# [Your goal]
Turn every line of the items below into a JSON list of strings, one string per line, and leave out any blank lines.

Stored dataset items
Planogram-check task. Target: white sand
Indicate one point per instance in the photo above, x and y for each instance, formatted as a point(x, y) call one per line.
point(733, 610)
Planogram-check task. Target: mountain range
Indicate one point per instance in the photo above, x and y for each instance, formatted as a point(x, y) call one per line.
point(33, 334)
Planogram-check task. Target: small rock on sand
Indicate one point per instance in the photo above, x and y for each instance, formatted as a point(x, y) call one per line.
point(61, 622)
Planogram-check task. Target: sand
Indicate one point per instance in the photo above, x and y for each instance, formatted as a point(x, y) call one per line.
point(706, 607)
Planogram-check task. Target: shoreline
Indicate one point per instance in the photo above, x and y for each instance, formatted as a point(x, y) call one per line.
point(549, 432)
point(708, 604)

# [Solution below]
[
  "Planogram-check task. Target: white sand",
  "Indicate one point per instance in the photo above, x and y for each instance, formatted as a point(x, y) call one per line.",
  "point(733, 610)",
  "Planogram-check task. Target: mountain range",
  "Indicate one point per instance in the photo above, x and y for each instance, formatted as a point(x, y) call one per line.",
  "point(33, 334)",
  "Planogram-check task. Target: small rock on sand",
  "Indicate one point per instance in the photo above, x and y for each instance, formatted as a point(x, y) call one per line.",
  "point(61, 622)",
  "Planogram-check task. Target: sand",
  "Indicate one point per instance in the photo above, x and y for each instance, formatted as a point(x, y) call one per line.",
  "point(706, 607)",
  "Planogram-check task. Target: shoreline",
  "Indicate one point per instance in the photo above, x and y for each instance, formatted as a point(x, y) call one per line.",
  "point(549, 432)",
  "point(708, 604)"
]